* _Текст страницы_
►

А.К. Жолковский, учитывая опыт работы К.Ф. Тарановского, обращается к влиятельным текстам и к их «потомству». Структуру прецедентного текста, излучающего «мощное силовое поле», А.К. Жолковский предлагает представить «как сильную интертекстуальную призму – как cluster, пучок тематических и формальных характеристик, обладающих мощной способностью к самовоспроизводству во множестве более поздних текстов» [Жолковский 2005: 395-396]. С точки зрения исследователя, основное внимание при изучении прецедентных текстов должно сосредоточиться на инвариантах: «Как в фольклористике и паремиологии, где никакой из вариантов сказки, мифа или пословицы не объявляется главным, здесь важнее всего инварианты, стоящие за вариациями» [Там же. 397].

◄

* _Приложенные записи_
►

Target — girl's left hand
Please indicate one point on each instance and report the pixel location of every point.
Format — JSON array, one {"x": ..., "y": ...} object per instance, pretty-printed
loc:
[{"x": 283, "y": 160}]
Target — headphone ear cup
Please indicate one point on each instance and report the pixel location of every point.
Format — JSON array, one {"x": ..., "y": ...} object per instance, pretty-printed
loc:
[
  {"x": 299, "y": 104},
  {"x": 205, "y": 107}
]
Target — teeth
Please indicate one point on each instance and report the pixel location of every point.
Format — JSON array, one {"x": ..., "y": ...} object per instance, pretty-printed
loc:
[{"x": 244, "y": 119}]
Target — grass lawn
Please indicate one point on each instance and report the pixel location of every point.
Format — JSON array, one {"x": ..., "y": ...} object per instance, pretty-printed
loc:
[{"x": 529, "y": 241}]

◄

* _Что сделать_
1. На чём, по словам отрывка о прецедентных текстах, Жолковский советует сосредоточить основное внимание при их изучении?
2. Продолжите отрывок о прецедентных текстах, начав сразу после его последнего предложения.

* _Ответы по заданиям_
1. На инвариантах, стоящих за вариациями.

2.
Для изучения прецедентных текстов и предшествующих им («предков») и следующих за ними текстов («потомков») А.К. Жолковский разрабатывает кластерный подход («cluster, пучок тематических и формальных характеристик»), который ориентирован на «целый комплекс формальных и тематических параметров». Его задача – «рассмотрение проекций всех аспектов» структуры прецедентного текста в текстах–«потомках». В своей статье «Интертекстуальное потомство “Я вас любил…” Пушкина»[19] он рассматривает «стихотворения, развивающие тематическое структурно-тематическое ядро», т.е. «выявленный кластер признаков» этого стихотворения. Исследователь дает масштабный план для дальнейшей разработки кластерного подхода на примере одного поэтического текста. Выделим два момента: построить «строгое описание глубинной структуры кластера – аналога таких механизмов культурной памяти, как жанр и семантический ореол, – в духе нарративных моделей типа пропповской и наследовавших ей»; выявить «типовые варианты кластера (наиболее устойчивых комбинаций его компонентов) и возможном соотнесении их с его эволюцией» [Жолковский 2005: 407].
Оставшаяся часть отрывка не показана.